This, perhaps, would be more believable if she didn’t so selectively use this strategy. She only quietly uses her voice on issues that don’t suit her image, such as when her father pulls out of a climate-change deal supported by every country apart from Syria and Nicaragua or proposes a budget that would dramatically impact women and children who rely on Medicaid. But when there is the opportunity to tout issues like apprenticeship programs that will train American workers for the jobs of the future, or infrastructure measures that could burnish the brand of the company in which she still holds a stake, she is front and center promoting her role in it all.
“This is honestly what it’s all about. We moved down to Washington. We want to be helpful. We want to do big things, important things, and there’s nothing more important than enabling people,” she said in a live interview Monday morning on Fox and Friends to highlight the work she would be doing for “Workforce Development Week.” Along with giving her an opportunity to talk about the need for the apprenticeship programs the administration, under her leadership, would be pushing for, the hosts of the show also happened to mention her book (Women Who Work) and mention that this must be important to her personally because she had run her own business for years.
In a call with reporters a few days earlier, she ran through all that she and her team had been doing to put this week in place—meeting with C.E.O.s, talking with young graduates and legislators and governors and trade groups—to get a sense of what’s working and what needs to be fixed in order to train the workforce for jobs that employers are actually hiring for. She also mentioned that German Chancellor
Angela Merkel sought her out as a voice on this. “During [her] visit, the chancellor invited me to Germany to participate in the W20 and to tour one of the apprenticeship facilities that’s a best in class model in Berlin, which was a great experience,” she said. “That was very informative to our thinking on the topic.”
When Ivanka did tour the Siemens factory in Berlin, she went floor-by-floor, with dozens of cameras snapping photographs of her in a floral-printed dress and blue suede stilettos made by her eponymous fashion line; she operated a robotic coffee machine and made small talk with students about what they were studying. The visit had the air of a campaign stop mixed with a C.E.O. site visit, tied together with the sense that this was all part of a celebrity reality show in which camera crews and throngs of fans were documenting her every move.

• _Dataset content_:
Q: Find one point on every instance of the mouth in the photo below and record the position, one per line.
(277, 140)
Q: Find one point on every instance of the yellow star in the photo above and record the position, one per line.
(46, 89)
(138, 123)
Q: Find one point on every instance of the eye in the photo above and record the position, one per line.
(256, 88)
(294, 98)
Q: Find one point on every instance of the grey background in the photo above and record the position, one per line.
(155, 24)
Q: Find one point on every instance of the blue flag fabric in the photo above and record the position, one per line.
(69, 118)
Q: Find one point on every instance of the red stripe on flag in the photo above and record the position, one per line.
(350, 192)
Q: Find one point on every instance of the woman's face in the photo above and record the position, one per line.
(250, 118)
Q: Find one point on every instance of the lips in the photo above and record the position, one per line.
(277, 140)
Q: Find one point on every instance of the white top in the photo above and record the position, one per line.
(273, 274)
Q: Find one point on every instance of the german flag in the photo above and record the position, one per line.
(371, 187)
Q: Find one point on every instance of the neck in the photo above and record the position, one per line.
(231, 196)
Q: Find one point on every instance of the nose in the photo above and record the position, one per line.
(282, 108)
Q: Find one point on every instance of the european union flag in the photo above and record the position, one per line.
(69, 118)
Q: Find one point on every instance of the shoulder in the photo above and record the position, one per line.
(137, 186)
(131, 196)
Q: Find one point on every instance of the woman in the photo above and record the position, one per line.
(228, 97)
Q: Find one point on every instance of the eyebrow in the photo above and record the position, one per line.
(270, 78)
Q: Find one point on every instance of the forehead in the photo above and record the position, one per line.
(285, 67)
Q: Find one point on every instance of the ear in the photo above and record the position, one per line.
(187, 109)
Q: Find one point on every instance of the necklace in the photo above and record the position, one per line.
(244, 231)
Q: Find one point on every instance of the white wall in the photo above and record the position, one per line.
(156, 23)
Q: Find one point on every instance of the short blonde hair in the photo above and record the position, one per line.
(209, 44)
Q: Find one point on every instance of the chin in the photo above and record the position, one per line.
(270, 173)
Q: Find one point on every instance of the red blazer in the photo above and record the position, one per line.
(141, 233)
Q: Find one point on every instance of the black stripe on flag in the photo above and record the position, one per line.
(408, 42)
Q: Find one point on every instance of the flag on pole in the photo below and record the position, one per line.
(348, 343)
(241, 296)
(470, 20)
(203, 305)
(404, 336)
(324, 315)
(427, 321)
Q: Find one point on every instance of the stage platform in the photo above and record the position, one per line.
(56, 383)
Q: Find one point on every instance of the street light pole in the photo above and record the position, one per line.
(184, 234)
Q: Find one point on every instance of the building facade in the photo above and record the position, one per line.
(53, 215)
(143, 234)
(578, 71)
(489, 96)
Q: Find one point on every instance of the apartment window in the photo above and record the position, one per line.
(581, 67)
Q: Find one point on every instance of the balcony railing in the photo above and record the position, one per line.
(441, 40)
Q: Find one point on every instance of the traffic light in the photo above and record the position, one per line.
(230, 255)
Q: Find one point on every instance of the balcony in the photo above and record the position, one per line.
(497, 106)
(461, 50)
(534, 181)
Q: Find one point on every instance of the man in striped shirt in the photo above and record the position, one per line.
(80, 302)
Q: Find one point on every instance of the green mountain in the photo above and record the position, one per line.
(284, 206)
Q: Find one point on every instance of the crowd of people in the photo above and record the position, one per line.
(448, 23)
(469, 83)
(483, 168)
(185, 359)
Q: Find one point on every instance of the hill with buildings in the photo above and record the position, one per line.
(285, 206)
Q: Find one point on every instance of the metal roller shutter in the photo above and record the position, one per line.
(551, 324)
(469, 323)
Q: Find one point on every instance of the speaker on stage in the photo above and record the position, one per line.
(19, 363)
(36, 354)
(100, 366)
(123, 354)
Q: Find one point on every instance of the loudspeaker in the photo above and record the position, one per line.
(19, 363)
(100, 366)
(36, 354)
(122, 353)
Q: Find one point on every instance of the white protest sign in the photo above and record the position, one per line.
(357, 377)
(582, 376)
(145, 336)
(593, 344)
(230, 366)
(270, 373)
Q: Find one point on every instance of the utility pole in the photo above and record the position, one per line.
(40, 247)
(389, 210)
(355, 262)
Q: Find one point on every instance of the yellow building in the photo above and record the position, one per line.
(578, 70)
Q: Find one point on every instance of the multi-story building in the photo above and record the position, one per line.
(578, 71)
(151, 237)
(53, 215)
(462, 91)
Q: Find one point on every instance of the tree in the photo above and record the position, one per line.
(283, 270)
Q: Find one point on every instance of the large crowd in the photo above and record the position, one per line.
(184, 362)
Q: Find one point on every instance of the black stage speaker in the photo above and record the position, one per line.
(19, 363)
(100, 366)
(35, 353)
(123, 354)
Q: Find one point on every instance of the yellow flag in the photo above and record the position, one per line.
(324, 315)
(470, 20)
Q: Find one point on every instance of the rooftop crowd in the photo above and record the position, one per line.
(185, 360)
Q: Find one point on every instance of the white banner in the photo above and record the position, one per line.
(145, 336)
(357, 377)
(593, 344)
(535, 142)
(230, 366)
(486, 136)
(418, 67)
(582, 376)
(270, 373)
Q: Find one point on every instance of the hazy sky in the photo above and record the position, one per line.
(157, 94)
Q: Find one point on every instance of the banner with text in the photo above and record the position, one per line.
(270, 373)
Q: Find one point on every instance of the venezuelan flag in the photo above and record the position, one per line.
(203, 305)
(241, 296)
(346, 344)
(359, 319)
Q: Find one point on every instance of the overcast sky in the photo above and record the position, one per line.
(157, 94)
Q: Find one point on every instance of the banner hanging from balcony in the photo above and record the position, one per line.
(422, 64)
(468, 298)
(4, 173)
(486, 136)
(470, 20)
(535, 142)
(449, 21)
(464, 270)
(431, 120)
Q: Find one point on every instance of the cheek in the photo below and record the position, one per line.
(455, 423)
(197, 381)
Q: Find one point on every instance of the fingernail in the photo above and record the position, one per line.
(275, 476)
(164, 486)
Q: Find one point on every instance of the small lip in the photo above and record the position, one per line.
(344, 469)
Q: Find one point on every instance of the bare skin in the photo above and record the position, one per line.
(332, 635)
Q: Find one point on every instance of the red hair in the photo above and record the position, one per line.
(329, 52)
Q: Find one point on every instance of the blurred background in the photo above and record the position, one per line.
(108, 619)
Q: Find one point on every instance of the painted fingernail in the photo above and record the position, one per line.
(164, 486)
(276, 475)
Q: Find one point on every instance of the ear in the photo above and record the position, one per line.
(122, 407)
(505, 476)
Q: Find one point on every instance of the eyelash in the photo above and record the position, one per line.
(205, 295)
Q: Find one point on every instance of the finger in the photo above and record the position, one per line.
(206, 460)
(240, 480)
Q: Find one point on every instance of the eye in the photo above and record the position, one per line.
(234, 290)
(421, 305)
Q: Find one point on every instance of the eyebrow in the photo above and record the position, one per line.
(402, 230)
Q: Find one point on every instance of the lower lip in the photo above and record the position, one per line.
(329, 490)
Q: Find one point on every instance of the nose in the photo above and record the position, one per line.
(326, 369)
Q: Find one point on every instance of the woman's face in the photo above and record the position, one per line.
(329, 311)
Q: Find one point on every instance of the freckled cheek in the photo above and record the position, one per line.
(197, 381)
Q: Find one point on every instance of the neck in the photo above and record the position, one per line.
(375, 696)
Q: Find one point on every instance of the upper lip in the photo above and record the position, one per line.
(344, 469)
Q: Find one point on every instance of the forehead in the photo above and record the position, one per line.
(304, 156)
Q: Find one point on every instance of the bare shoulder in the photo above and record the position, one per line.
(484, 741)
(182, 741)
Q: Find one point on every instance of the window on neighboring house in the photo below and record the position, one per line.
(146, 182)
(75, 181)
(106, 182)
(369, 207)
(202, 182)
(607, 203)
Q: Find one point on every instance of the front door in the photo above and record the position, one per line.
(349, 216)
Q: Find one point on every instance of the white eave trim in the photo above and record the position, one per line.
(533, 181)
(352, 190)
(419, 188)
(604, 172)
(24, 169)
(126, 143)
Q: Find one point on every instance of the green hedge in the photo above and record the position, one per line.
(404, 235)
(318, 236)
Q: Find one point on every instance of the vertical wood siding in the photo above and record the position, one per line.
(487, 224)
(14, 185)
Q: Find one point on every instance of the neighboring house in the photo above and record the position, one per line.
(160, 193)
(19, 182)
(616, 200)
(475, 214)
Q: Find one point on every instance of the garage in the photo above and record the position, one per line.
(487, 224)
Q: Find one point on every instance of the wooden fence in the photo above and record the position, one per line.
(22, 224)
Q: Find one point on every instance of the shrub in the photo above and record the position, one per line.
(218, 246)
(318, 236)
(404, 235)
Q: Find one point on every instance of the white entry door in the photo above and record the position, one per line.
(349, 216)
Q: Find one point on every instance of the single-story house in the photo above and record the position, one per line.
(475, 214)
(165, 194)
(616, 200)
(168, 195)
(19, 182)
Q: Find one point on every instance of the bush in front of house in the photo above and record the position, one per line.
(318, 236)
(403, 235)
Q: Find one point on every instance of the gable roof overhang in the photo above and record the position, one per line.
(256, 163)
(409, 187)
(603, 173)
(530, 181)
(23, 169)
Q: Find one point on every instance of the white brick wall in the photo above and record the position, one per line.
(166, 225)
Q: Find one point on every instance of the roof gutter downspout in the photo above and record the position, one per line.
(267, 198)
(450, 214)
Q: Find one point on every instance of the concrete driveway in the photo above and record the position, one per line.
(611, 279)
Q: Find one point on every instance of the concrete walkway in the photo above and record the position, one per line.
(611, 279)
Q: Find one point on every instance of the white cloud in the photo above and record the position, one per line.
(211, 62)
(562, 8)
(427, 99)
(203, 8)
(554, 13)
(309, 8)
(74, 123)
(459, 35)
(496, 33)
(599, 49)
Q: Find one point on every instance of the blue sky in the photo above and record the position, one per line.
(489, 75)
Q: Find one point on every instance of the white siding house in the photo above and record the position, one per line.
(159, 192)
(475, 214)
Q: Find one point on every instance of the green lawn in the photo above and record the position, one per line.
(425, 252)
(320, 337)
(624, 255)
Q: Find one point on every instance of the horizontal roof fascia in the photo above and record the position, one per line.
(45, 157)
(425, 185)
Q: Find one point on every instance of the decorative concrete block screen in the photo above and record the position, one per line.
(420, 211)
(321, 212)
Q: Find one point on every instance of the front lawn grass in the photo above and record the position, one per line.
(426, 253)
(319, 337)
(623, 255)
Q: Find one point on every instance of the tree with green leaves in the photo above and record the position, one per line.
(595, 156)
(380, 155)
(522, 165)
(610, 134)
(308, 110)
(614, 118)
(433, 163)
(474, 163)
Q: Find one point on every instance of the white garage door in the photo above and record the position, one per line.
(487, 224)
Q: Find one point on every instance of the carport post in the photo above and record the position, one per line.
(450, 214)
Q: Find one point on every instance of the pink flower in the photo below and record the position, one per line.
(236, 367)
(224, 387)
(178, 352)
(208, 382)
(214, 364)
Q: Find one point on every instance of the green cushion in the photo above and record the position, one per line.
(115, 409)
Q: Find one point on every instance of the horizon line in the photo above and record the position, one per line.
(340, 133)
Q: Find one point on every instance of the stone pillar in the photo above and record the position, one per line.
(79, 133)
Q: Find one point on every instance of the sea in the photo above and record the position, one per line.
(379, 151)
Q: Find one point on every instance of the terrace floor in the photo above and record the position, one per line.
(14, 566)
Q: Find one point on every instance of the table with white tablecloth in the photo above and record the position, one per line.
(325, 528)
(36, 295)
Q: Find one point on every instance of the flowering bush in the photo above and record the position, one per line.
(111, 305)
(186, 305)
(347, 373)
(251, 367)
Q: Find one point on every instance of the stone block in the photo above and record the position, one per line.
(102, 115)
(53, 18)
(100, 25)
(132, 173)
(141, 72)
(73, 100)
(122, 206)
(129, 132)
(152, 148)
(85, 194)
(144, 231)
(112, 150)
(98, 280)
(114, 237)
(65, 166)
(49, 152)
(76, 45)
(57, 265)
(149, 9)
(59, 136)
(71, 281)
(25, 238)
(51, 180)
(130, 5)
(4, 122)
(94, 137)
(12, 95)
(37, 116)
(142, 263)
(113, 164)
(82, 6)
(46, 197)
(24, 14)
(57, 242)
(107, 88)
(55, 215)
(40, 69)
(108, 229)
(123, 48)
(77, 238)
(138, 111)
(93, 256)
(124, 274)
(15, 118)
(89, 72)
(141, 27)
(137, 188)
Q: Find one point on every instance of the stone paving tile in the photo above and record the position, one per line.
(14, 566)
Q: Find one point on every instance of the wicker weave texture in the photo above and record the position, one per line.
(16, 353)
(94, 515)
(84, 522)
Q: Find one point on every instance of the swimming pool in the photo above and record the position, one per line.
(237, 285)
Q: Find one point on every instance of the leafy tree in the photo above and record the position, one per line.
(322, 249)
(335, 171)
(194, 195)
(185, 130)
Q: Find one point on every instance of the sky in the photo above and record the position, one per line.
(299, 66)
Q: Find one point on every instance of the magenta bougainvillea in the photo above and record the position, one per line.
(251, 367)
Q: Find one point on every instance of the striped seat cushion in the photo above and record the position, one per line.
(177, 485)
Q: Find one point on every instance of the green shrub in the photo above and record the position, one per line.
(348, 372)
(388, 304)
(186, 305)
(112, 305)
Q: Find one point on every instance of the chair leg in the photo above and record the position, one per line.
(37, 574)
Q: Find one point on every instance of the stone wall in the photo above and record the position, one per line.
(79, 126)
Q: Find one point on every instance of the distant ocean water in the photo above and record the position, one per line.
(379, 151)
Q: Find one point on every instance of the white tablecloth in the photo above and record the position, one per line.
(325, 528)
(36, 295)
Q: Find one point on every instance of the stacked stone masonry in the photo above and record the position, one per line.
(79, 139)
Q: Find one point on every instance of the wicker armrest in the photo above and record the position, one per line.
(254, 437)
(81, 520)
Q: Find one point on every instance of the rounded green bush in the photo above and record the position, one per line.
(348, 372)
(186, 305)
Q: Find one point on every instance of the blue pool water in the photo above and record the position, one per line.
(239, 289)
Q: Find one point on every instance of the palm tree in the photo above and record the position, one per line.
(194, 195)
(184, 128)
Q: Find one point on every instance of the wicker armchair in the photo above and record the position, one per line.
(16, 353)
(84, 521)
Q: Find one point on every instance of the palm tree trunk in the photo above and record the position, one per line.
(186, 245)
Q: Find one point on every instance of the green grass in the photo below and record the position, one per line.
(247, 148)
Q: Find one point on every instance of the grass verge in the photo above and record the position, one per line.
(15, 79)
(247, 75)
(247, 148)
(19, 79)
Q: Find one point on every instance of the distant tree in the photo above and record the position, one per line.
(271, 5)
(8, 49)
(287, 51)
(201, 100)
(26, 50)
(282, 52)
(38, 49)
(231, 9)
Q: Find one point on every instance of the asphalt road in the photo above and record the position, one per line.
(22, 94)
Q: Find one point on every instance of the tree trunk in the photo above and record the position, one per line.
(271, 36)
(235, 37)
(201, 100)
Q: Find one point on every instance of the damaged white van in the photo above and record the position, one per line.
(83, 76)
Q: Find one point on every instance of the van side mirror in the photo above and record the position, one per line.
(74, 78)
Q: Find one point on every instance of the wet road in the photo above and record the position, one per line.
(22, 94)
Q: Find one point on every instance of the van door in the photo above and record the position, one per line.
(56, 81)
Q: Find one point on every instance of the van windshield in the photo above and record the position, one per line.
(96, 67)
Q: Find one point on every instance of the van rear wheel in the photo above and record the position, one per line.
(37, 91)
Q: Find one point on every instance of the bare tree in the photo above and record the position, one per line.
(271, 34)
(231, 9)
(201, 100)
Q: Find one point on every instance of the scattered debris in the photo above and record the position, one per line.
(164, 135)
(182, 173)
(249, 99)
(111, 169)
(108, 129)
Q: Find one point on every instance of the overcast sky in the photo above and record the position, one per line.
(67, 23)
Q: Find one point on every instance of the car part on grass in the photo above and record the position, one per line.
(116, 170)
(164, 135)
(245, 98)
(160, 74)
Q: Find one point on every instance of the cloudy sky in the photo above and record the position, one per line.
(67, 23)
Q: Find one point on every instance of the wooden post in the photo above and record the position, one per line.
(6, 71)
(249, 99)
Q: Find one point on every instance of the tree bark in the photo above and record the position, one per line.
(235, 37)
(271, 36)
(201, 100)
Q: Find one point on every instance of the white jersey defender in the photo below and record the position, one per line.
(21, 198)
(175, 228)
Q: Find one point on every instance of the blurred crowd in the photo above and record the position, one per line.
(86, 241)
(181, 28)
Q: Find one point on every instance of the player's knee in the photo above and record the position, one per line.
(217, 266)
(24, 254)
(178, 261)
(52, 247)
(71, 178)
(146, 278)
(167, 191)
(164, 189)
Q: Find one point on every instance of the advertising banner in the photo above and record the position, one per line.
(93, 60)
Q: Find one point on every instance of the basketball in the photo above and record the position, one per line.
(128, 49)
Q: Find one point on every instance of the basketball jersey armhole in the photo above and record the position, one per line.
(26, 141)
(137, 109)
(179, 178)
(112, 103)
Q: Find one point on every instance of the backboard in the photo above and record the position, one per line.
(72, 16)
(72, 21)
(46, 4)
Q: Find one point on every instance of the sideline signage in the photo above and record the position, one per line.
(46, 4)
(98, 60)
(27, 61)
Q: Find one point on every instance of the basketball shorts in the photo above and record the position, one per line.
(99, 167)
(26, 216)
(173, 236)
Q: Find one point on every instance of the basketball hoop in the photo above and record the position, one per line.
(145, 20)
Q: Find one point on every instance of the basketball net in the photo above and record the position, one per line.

• _Problem statement_:
From the Ivanka Trump passage, repeat the words between "This, perhaps, would" and "role in it all.", inclusive. None of the items have anything to do with the Ivanka Trump passage.

• _Answer box_:
This, perhaps, would be more believable if she didn’t so selectively use this strategy. She only quietly uses her voice on issues that don’t suit her image, such as when her father pulls out of a climate-change deal supported by every country apart from Syria and Nicaragua or proposes a budget that would dramatically impact women and children who rely on Medicaid. But when there is the opportunity to tout issues like apprenticeship programs that will train American workers for the jobs of the future, or infrastructure measures that could burnish the brand of the company in which she still holds a stake, she is front and center promoting her role in it all.